### Directions for this task
Set down, word for word, each line from the top of the data through the line that has "the air conditioning"; omit every picture.

### Data in this exercise

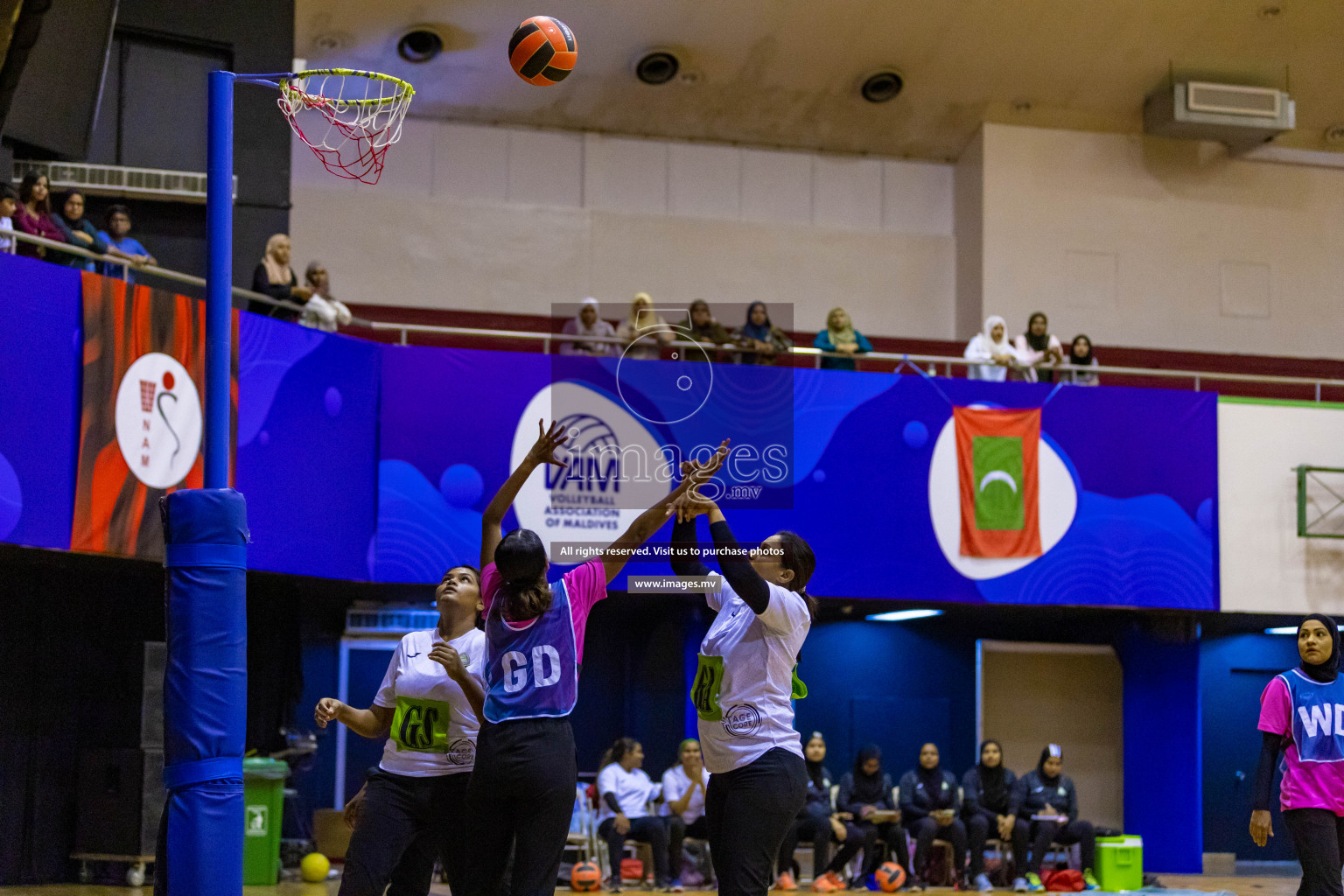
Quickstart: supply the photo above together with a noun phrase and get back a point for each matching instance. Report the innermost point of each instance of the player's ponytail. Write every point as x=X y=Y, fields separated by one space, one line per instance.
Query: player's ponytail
x=521 y=560
x=799 y=559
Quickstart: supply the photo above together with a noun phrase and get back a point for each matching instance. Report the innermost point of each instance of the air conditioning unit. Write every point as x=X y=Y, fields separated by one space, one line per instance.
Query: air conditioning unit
x=1241 y=117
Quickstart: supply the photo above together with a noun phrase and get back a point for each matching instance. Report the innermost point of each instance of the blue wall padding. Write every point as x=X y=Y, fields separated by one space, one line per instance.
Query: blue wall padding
x=205 y=690
x=1163 y=751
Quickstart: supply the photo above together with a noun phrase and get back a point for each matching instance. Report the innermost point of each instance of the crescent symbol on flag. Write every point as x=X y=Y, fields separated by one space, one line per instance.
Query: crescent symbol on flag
x=1002 y=477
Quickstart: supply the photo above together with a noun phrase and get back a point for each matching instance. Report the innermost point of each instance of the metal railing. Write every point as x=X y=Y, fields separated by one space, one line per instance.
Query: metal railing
x=900 y=358
x=948 y=361
x=178 y=277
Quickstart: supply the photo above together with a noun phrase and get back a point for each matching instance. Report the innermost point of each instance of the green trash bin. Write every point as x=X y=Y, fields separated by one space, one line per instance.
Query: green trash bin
x=263 y=802
x=1120 y=863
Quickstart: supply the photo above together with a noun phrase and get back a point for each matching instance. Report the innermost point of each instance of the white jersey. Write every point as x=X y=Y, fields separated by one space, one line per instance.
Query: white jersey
x=744 y=687
x=675 y=783
x=632 y=790
x=433 y=728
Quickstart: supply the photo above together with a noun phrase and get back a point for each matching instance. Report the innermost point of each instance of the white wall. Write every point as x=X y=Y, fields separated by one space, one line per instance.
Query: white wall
x=1161 y=243
x=1265 y=566
x=512 y=220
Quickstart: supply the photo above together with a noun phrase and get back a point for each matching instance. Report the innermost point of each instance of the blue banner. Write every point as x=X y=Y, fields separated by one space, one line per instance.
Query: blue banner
x=1126 y=485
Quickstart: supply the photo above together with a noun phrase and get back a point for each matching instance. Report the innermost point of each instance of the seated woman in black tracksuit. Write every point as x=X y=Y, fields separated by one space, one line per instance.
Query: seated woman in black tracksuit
x=1046 y=798
x=984 y=806
x=867 y=790
x=817 y=825
x=930 y=805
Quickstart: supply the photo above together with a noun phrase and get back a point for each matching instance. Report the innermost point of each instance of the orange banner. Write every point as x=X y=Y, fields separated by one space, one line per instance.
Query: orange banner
x=142 y=421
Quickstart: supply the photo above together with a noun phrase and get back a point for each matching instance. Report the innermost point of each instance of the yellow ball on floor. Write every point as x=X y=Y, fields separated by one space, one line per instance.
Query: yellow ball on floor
x=315 y=866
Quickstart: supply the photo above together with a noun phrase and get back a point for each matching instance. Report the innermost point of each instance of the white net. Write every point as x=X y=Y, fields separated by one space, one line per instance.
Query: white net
x=348 y=118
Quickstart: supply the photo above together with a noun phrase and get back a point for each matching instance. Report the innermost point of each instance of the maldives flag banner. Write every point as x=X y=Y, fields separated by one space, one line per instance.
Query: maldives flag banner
x=142 y=421
x=996 y=468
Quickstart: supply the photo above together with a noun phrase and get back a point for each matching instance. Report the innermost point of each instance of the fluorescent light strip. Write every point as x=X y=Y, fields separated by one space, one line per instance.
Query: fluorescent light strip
x=900 y=615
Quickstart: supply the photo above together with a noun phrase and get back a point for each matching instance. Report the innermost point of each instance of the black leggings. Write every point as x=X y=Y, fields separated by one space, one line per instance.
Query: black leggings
x=928 y=830
x=1319 y=837
x=646 y=830
x=677 y=832
x=523 y=790
x=402 y=826
x=977 y=833
x=747 y=812
x=892 y=835
x=1051 y=832
x=815 y=828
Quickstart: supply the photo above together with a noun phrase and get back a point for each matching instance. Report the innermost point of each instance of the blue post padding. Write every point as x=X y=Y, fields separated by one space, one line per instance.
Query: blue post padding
x=205 y=690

### Answer for the task
Quickstart: supply the photo above together with a noun phrase and get back a point for each matching instance. Report the innermost point of each instance of the player's ponytail. Write every point as x=X y=Y, fields separated by one space, one line per instance.
Query: player's ponytail
x=521 y=560
x=799 y=559
Quickstart: supply the photo above together with a noun phrase and get back a point for each matching instance. Report the innermost point of each instance of the air conditioning unit. Write every point as x=X y=Y, fields separated by one space, one line per instance.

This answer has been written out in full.